======== Excerpted records
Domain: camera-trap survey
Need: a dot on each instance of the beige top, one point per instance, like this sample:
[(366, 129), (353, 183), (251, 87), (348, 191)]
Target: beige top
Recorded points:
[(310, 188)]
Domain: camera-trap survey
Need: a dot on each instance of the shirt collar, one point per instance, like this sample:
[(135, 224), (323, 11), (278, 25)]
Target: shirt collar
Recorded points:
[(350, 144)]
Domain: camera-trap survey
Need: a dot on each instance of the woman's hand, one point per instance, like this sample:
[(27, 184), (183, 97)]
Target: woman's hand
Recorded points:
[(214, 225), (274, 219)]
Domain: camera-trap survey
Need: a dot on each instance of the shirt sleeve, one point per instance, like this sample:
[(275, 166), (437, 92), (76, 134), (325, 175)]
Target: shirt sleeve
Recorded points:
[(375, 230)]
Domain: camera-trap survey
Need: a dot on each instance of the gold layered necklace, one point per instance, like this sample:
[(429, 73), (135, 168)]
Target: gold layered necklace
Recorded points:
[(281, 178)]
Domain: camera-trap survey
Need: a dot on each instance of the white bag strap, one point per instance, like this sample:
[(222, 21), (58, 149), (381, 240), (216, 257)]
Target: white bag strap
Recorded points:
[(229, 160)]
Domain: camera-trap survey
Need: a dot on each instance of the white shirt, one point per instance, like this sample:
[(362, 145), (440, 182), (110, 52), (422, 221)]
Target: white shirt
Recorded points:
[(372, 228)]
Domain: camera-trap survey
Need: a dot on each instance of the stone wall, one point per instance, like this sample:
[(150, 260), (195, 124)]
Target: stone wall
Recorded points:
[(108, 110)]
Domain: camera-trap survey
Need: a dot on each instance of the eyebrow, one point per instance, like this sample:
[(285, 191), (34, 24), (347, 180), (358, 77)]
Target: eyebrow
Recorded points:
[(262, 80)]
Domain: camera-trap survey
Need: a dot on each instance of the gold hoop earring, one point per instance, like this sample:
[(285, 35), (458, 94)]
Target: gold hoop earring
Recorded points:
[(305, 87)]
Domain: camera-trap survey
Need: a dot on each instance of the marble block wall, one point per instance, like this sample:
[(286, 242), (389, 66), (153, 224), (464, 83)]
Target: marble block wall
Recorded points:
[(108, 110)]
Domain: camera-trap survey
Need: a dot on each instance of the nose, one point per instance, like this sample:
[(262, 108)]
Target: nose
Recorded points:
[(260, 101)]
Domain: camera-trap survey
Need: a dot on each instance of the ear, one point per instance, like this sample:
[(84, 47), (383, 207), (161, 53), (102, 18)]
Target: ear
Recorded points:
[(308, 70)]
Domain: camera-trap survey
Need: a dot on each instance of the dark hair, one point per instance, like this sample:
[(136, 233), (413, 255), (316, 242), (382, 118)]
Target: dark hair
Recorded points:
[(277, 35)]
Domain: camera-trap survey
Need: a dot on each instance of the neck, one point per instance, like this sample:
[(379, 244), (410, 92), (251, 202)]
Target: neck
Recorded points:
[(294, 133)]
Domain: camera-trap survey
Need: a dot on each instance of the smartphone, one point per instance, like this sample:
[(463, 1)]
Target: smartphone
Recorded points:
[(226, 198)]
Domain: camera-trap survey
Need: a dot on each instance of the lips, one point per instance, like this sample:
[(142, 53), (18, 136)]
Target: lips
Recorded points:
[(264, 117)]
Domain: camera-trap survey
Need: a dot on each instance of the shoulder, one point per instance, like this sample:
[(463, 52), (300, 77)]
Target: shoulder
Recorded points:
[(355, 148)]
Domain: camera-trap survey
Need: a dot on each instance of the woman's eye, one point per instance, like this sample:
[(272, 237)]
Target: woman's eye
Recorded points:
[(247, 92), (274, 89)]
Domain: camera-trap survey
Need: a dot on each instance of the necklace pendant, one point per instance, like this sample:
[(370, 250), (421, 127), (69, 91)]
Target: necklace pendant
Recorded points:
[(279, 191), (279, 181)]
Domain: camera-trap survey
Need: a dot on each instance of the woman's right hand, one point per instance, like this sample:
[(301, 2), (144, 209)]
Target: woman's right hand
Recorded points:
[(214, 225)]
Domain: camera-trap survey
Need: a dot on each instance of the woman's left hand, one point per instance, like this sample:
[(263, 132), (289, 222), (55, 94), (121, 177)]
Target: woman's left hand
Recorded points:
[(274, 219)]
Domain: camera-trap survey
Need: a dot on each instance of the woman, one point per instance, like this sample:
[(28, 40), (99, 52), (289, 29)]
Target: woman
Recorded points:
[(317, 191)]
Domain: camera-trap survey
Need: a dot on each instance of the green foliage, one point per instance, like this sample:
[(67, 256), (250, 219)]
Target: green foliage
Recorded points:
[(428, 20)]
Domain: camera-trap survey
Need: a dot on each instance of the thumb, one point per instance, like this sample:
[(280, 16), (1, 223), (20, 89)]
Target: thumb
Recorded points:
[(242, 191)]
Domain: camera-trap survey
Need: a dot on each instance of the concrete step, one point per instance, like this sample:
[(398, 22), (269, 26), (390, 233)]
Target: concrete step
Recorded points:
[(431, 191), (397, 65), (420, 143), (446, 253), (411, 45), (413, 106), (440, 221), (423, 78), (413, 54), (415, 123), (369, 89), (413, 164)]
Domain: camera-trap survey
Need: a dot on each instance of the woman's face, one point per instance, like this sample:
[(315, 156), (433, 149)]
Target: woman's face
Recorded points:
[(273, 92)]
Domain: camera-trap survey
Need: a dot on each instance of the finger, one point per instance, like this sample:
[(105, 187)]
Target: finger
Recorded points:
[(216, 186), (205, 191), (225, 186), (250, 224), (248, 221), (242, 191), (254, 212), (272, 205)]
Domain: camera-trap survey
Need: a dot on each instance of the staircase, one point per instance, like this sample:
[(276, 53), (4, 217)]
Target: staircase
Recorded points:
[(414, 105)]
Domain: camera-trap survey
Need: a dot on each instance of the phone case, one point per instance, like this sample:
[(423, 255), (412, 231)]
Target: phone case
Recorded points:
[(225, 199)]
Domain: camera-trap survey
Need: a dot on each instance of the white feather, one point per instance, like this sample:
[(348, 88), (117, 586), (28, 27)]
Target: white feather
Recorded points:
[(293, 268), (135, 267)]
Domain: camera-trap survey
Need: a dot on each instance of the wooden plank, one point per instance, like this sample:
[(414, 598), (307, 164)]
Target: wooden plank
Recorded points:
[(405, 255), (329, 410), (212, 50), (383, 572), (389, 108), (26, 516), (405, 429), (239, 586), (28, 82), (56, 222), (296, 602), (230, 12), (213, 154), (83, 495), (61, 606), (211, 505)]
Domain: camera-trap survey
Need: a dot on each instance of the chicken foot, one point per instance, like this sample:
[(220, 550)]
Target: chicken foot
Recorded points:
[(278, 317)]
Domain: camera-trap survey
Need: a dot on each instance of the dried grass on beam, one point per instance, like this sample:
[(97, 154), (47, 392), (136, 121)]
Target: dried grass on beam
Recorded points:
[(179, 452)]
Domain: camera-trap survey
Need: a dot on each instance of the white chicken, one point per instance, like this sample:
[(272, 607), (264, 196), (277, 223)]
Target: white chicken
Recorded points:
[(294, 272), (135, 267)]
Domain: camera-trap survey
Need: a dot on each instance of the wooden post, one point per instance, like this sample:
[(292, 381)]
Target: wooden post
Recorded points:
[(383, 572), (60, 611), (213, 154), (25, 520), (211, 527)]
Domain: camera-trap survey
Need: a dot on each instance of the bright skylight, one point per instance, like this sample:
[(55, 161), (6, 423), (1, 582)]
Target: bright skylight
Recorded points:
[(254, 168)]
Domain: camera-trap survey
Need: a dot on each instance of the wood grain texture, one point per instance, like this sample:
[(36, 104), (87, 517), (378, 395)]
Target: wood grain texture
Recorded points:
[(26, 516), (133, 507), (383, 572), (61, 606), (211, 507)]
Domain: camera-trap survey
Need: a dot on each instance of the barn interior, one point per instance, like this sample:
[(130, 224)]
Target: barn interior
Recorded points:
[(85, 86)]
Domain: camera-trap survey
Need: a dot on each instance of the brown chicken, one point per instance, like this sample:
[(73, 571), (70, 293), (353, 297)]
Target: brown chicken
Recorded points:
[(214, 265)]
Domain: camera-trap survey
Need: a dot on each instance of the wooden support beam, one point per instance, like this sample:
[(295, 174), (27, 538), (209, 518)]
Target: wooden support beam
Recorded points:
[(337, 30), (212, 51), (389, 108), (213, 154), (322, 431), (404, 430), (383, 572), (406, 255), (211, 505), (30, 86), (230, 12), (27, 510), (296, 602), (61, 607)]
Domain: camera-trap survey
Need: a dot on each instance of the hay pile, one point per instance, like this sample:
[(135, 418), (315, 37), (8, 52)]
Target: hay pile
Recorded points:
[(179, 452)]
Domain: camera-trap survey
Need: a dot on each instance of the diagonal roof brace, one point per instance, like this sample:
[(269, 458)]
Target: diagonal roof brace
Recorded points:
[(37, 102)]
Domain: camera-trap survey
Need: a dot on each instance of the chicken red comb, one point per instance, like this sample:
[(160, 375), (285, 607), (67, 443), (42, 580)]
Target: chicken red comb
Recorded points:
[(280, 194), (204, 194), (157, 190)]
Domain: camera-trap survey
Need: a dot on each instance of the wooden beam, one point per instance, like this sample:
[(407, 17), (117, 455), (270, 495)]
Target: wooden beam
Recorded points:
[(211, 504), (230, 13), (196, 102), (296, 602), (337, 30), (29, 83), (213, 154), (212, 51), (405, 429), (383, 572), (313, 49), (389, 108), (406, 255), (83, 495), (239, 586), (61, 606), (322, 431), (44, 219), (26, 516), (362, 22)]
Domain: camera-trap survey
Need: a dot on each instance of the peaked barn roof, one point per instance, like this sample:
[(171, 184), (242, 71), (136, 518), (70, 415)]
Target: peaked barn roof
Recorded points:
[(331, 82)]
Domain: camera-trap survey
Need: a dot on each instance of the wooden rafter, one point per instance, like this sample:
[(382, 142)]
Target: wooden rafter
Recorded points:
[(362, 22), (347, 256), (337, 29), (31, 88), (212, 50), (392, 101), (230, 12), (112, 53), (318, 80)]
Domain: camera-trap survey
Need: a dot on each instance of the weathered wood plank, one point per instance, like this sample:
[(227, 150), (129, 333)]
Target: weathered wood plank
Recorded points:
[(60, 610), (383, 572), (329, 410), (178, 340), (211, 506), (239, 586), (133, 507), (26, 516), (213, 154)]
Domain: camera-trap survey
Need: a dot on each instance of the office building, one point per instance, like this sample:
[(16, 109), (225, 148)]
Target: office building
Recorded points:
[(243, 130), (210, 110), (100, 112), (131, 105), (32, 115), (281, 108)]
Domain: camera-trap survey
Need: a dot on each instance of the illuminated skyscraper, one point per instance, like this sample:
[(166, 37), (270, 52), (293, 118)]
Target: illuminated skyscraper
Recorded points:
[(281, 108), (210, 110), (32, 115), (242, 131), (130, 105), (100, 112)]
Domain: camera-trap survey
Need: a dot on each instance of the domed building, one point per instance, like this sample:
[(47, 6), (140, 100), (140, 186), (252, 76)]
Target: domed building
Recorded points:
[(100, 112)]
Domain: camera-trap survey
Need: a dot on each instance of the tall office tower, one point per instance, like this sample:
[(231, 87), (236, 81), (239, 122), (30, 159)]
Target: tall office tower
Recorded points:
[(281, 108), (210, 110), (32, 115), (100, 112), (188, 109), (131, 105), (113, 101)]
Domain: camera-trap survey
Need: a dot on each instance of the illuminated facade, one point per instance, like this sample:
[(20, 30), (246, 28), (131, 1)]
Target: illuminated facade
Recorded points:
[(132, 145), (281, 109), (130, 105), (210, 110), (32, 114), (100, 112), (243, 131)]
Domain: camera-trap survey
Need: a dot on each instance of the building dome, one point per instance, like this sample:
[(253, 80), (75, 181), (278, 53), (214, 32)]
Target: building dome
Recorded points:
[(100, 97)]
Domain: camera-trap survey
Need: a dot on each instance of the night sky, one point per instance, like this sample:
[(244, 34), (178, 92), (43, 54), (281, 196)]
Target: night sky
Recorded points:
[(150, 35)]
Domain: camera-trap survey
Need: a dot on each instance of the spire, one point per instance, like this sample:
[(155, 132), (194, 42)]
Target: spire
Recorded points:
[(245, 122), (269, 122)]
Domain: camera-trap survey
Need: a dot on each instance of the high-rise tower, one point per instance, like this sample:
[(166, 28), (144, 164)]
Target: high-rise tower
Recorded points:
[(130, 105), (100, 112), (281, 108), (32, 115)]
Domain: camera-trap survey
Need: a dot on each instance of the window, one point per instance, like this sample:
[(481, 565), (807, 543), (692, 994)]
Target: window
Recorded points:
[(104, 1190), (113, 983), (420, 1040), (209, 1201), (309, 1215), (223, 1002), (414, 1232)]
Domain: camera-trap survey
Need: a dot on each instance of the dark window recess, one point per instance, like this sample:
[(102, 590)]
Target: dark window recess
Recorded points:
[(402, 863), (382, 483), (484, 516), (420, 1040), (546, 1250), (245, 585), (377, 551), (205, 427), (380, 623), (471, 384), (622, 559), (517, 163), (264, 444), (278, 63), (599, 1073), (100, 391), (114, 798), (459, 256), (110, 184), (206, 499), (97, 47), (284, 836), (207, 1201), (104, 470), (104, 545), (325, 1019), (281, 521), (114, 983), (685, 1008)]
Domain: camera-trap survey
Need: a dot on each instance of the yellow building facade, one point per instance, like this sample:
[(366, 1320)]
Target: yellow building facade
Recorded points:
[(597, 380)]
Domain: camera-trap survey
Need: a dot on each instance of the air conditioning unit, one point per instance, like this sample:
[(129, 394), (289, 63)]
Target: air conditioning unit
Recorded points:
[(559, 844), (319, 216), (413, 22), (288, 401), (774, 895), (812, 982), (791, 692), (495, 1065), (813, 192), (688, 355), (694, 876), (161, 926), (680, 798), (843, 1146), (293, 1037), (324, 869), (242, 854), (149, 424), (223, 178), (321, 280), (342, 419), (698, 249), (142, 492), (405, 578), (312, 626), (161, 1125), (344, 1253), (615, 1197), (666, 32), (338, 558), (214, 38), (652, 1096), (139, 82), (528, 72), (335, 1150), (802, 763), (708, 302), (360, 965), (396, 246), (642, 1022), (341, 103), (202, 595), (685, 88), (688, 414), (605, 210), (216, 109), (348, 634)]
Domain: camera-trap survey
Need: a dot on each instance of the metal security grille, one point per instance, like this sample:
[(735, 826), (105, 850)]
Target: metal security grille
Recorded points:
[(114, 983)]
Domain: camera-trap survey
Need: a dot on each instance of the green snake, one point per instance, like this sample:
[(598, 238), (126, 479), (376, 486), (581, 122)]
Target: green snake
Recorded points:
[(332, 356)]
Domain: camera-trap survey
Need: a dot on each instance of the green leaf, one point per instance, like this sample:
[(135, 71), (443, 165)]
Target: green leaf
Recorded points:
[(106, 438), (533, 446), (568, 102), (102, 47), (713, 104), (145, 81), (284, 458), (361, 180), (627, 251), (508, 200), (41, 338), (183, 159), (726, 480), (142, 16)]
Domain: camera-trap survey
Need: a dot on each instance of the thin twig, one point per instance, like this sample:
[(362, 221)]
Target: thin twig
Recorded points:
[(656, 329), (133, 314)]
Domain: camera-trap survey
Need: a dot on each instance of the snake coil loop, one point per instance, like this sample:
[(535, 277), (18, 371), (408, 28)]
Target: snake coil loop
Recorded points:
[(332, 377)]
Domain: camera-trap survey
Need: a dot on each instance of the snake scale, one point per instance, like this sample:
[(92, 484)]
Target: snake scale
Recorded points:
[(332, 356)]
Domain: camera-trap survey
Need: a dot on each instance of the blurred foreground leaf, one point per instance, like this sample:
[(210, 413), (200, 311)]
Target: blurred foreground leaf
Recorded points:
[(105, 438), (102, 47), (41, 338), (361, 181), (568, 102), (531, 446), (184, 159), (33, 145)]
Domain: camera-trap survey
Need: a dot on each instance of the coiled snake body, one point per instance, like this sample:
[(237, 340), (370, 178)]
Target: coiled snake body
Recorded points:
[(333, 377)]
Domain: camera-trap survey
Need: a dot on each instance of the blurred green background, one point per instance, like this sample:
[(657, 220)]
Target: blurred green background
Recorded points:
================
## Requirements
List each line of the records above that contains the string "shoulder". Treat uppercase and lowercase letters as different.

## Expected answer
Need: a dot on each instance of the shoulder, one point per instance, like this sample:
Target: shoulder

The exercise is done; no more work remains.